> _SOURCE DOCUMENT_:
In [None]:
import os
import json
import requests

from tqdm import tqdm
from bs4 import BeautifulSoup
from datetime import datetime
from dotenv import load_dotenv

load_dotenv()

## Setup Gemini model

In [None]:
import google.generativeai as genai

genai.configure(api_key=os.getenv("GOOGLE_API_KEY"))

In [None]:
import pprint

for model in genai.list_models():
    pprint.pprint(model)

In [None]:
model = genai.GenerativeModel("models/gemini-2.5-flash")
model

In [None]:
import textwrap

html_code_to_process = textwrap.dedent("""
    <center>
    <b> A Double Detonation Supernova </b> <br>
    <b> Image Credit: </b>
    <a href="https://www.eso.org/">ESO</a>,
    <a href="https://www.unsw.edu.au/hdr/priyam-das">P. Das</a> et al.;
    Background stars
    (<a href="https://www.nasa.gov/">NASA</a>/<a href="https://science.nasa.gov/mission/hubble/">Hubble</a>): K. Noll et al.
    </center>
    """)

system_prompt = textwrap.dedent(f"""

> _INFORMATION_:
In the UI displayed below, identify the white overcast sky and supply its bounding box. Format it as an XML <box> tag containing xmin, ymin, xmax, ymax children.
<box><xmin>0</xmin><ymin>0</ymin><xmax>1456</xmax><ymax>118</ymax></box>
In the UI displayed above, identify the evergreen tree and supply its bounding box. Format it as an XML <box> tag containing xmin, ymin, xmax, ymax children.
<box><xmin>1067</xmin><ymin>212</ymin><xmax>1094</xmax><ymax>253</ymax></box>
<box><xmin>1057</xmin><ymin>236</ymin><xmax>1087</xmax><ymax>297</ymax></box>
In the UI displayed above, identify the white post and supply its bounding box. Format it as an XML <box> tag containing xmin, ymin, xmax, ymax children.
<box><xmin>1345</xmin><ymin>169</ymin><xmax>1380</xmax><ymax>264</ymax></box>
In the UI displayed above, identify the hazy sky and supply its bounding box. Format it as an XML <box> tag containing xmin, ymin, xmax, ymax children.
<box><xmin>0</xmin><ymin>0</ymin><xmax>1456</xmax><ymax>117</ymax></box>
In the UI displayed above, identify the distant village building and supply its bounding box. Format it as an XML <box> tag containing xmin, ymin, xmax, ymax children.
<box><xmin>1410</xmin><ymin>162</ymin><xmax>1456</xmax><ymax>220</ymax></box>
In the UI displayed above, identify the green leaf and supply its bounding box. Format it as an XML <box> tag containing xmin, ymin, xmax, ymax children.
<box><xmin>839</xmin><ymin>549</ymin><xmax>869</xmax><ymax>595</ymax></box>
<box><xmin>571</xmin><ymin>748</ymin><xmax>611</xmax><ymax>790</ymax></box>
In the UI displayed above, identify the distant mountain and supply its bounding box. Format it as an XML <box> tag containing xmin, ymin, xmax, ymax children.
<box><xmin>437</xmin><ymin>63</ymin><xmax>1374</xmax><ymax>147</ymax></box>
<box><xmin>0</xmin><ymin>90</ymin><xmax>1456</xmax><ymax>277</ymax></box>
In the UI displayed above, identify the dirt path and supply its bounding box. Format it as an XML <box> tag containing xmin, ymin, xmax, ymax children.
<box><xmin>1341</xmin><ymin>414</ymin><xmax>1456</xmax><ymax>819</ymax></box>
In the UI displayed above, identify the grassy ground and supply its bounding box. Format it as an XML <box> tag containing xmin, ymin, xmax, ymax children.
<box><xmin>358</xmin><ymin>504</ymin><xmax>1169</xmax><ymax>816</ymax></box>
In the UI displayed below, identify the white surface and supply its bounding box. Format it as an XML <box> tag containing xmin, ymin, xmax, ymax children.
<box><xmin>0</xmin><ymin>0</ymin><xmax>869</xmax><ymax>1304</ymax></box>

> _APPLY WHAT YOU READ_:
1. Answer these about the Gemini notebook code:
(a) Which environment variable supplies the API key?
(b) Which model name is passed to `GenerativeModel`?
(c) What bold title appears in the HTML snippet?
2. Reproduce the stretch of the Gemini notebook code from "## Setup Gemini" through "pprint.pprint(model)", swapping "Setup" for "Configure".
3. Please extend the Gemini notebook code, picking up right after its last line.

> _OUTPUTS BY TASK_:
1.
(a) GOOGLE_API_KEY
(b) models/gemini-2.5-flash
(c) A Double Detonation Supernova

2.
## Configure Gemini model

In [None]:
import google.generativeai as genai

genai.configure(api_key=os.getenv("GOOGLE_API_KEY"))

In [None]:
import pprint

for model in genai.list_models():
    pprint.pprint(model)

3.
    You are an expert text extraction AI. Your sole purpose is to extract author and credit information from a snippet of HTML code.

    Follow these rules precisely:
    1.  Find the text that comes **after** the "Image Credit" or "Illustration Credit" line.
    2.  Extract all names and sources, including the text inside `<a>` tags.
    3.  Combine everything into a **single string**.
    4.  Replace any semicolons (`;`) with commas (`,`).

    **CRITICAL:** Your response must **only** be the final extracted string. Do not write explanations, code, or any other text.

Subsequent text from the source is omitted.